• [The task] Update the coin-flip thread by restating the portion between "I find probability" and "the right approach.", inclusive, with "waiting times" changed to "stopping times".

• [Reading passage]

-- begin --

Waiting, again II

[bonanova]

I find probability questions interesting, because they often defy intuition. Particularly for me are those that involve waiting times. Other than the basic idea of an event of probability p needing on average 1/p trials to occur. But here's one not that trivial, yet still fairly easy to solve -- with the right approach.

On average, how many times do you need to flip a fair coin before you have seen a (continuous) run of an odd number of heads followed by a tail?

For example, T T H H H H T H H H T took 11 flips.

Edited January 17, 2018 by bonanova
clarification

[CaptainEd]

Spoiler

As you said, it IS easy, after a while of thinking I’m clueless.

My solution is a recursive evaluation, based on a two/state machine.
The two states are based on parity of H seen so far, “Even” and “odd”

In even state

H -> 1/2 (1+ odd)
T -> 1/2 (1+ even)

To summarise: 

Even = 1/2(1+odd) + 1/2(1+even)

Similarly, 

Odd = 1/2(1+even) + 1/2 = 1 + even /2

Substitute odd into even

Even = 1/2 + 1/2(1+even/2) + 1/2 +even/2
        = 3/2  + 3even/4

Solve for even

1/4 even = 3/2
Even =6

 

Edited January 17, 2018 by bonanova
Add spoiler

[bonanova]

6 hours ago, CaptainEd said:

  Hide contents

... based on parity of H seen so far  ...

-- end --

• [Provided material]
-- begin --

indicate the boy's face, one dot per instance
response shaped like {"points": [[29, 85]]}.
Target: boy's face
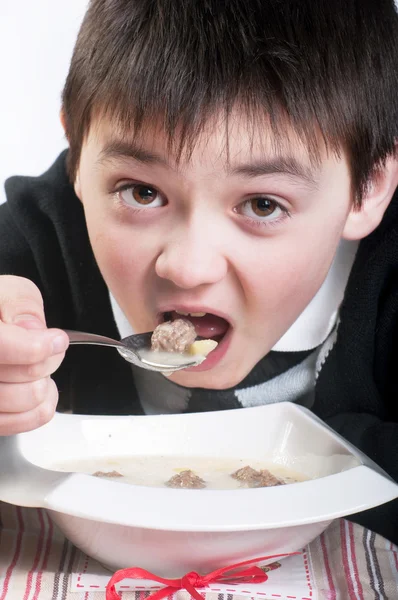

-- end --

• [Result below]
I find probability questions interesting, because they often defy intuition. Particularly for me are those that involve stopping times. Other than the basic idea of an event of probability p needing on average 1/p trials to occur. But here's one not that trivial, yet still fairly easy to solve -- with the right approach.